** Instructions to follow **
Write back each entry precisely as it is given.

** Raw data **
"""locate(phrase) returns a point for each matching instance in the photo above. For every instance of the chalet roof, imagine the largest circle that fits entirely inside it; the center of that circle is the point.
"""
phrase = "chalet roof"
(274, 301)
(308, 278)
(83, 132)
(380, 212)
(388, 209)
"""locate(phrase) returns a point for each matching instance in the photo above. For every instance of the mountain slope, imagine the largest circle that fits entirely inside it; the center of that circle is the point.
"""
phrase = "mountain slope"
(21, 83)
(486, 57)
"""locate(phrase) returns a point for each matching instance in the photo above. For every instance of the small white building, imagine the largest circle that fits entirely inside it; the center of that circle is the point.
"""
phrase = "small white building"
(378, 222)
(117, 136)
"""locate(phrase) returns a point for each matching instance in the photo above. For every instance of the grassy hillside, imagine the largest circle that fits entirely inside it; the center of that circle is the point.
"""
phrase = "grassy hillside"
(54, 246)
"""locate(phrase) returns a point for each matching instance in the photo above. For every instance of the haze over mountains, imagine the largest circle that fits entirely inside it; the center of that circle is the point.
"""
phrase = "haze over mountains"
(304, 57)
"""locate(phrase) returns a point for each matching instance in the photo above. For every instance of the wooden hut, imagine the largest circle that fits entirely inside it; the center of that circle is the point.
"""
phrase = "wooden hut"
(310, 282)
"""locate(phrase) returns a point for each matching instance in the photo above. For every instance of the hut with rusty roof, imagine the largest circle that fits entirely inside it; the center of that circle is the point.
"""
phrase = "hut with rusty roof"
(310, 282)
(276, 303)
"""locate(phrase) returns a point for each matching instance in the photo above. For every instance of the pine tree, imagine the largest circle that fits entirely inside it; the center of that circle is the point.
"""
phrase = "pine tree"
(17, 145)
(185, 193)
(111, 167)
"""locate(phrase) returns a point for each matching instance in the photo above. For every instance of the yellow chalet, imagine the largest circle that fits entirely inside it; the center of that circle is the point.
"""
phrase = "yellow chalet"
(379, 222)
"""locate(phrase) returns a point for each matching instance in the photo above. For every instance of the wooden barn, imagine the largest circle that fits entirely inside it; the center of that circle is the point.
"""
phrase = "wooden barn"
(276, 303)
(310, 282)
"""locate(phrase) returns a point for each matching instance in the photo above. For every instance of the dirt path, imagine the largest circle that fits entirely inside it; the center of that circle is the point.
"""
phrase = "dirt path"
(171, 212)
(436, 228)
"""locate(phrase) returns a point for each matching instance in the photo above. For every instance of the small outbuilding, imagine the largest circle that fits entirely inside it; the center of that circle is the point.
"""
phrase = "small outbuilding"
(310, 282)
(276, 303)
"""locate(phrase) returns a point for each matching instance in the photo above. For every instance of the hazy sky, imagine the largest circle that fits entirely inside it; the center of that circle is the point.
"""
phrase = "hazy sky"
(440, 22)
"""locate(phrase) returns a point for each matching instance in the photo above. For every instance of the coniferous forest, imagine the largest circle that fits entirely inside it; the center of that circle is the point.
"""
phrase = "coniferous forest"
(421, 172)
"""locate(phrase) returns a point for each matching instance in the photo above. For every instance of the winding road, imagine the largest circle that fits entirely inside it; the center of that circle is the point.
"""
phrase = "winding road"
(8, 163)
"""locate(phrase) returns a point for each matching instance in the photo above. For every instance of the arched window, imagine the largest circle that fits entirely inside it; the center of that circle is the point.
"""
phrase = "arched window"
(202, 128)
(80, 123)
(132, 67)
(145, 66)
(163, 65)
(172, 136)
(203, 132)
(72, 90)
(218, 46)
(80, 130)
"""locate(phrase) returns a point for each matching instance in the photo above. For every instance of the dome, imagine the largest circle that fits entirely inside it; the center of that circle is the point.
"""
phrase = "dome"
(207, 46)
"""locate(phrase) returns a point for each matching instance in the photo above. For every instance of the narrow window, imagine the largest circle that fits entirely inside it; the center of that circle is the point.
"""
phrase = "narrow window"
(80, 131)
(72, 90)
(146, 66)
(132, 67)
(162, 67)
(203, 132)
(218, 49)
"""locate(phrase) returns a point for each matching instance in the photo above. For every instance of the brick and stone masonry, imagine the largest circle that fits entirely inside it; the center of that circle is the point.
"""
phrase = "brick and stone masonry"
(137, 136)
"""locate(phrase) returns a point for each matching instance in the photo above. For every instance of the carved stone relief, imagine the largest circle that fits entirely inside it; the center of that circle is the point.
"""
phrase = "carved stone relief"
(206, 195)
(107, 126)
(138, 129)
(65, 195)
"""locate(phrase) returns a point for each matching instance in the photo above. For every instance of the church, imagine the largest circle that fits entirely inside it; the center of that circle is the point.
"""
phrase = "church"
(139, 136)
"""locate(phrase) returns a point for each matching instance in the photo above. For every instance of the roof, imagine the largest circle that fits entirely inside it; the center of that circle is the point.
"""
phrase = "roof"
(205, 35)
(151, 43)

** Answer to this exercise **
"""locate(phrase) returns a point for each matching instance in the photo above. For every instance of the chalet roof, imagine the largest circle that fits entirely inside it; the center of that circle is the point.
"""
phrase = "chalet roof"
(274, 301)
(308, 278)
(83, 132)
(380, 212)
(388, 209)
"""locate(phrase) returns a point for each matching instance in the photo above. For every instance of the mountain slope, imagine the largest circle that fits entirely inside it; the center of that circle is the point.
"""
phrase = "mountain slope"
(21, 83)
(486, 57)
"""locate(phrase) returns a point for each matching instance in the photo above. For every instance of the small white building, imagine the largest circle that fits entirely inside it; the center of that circle is the point.
"""
phrase = "small white building"
(378, 222)
(117, 136)
"""locate(phrase) returns a point for each matching instance in the photo above. For every instance of the grassy hillside, imagine the largest circle that fits entirely inside it; the center of that circle is the point.
"""
phrase = "grassy hillside"
(54, 246)
"""locate(phrase) returns a point for each matching instance in the photo above. For every instance of the haze over mountains, imagine the largest circle that fits entirely inside it; the center of that circle is the point.
"""
phrase = "haze over mountains"
(304, 57)
"""locate(phrase) returns a point for each matching instance in the photo above. For every instance of the wooden hut, imagine the largest circle that fits entirely inside it; the center of that circle is the point.
"""
phrase = "wooden hut"
(310, 282)
"""locate(phrase) returns a point for each matching instance in the photo above. For every instance of the hut with rusty roof, imagine the largest circle that fits entirely inside it; the center of that circle is the point.
"""
phrase = "hut with rusty roof"
(310, 282)
(276, 303)
"""locate(phrase) returns a point for each matching instance in the photo above. For every instance of the pine tree, imagine the largest circle that fits entirely inside it; the center of that circle is the point.
"""
phrase = "pine tree"
(17, 145)
(185, 193)
(111, 167)
"""locate(phrase) returns a point for each matching instance in the photo above. For every instance of the yellow chalet, imagine the largest circle that fits entirely inside it; the center of that circle is the point.
"""
phrase = "yellow chalet"
(379, 222)
"""locate(phrase) returns a point for each matching instance in the photo above. For every instance of the wooden barn, imagine the largest circle that fits entirely inside it; the center of that circle is the point.
"""
phrase = "wooden barn"
(276, 303)
(310, 282)
"""locate(phrase) returns a point for each matching instance in the photo above. For every instance of the dirt path, imagine the largest circle that fits entirely inside it; the center of that circle is the point.
"""
phrase = "dirt path"
(171, 212)
(436, 228)
"""locate(phrase) returns a point for each matching instance in the photo above. For every instance of the small outbuilding, imagine the largest circle that fits entirely inside it; the center of that circle is the point.
"""
phrase = "small outbuilding"
(310, 282)
(276, 303)
"""locate(phrase) returns a point for each matching instance in the photo above. For every instance of the hazy sky, imagine the largest circle that fits entirely inside it; the center of that circle is the point.
"""
phrase = "hazy sky"
(440, 22)
"""locate(phrase) returns a point for each matching instance in the photo above. For every instance of the coniferous forest, imagine the largest circle that fits entirely inside it; the center of that circle is the point.
"""
phrase = "coniferous forest"
(421, 172)
"""locate(phrase) returns a point for each matching instance in the photo above. For every instance of the winding road, imagine the largest circle that fits entirely inside it; the center of that circle is the point.
"""
phrase = "winding road"
(8, 163)
"""locate(phrase) returns a point for each matching instance in the photo above. For every instance of the arched window, imagine the largest circle that fits entirely inside it; the center of that circle is the point.
"""
phrase = "arched window"
(202, 128)
(80, 123)
(132, 67)
(145, 66)
(163, 65)
(172, 136)
(203, 132)
(72, 90)
(218, 46)
(80, 130)
"""locate(phrase) returns a point for each matching instance in the photo above. For every instance of the dome, imagine the largest circle that fits entirely inside it; the center of that circle is the point.
"""
phrase = "dome"
(207, 46)
"""locate(phrase) returns a point for each matching instance in the photo above. For every instance of the narrow window, imagine the largest circle that fits entirely inside it; the center of that circle is the point.
"""
phrase = "narrow window"
(80, 131)
(72, 90)
(146, 66)
(132, 67)
(162, 67)
(203, 132)
(218, 49)
"""locate(phrase) returns a point for each matching instance in the photo above. For every instance of the brick and stone masonry, imagine the largest circle that fits entirely inside it; the center of that circle is the point.
"""
phrase = "brick and stone masonry"
(137, 136)
"""locate(phrase) returns a point for each matching instance in the photo above. For every instance of the carved stone relief, imagine the largest circle that fits entirely inside it; the center of that circle is the point.
"""
phrase = "carved stone relief"
(206, 195)
(107, 126)
(138, 129)
(65, 195)
"""locate(phrase) returns a point for each matching instance in the photo above. For every instance of the church, imagine the largest circle that fits entirely inside it; the center of that circle is the point.
"""
phrase = "church"
(139, 136)
"""locate(phrase) returns a point for each matching instance in the photo above. For every instance of the roof, imagine the largest circle that fits entirely inside it; the center of that circle is the point.
"""
phrase = "roof"
(205, 35)
(151, 43)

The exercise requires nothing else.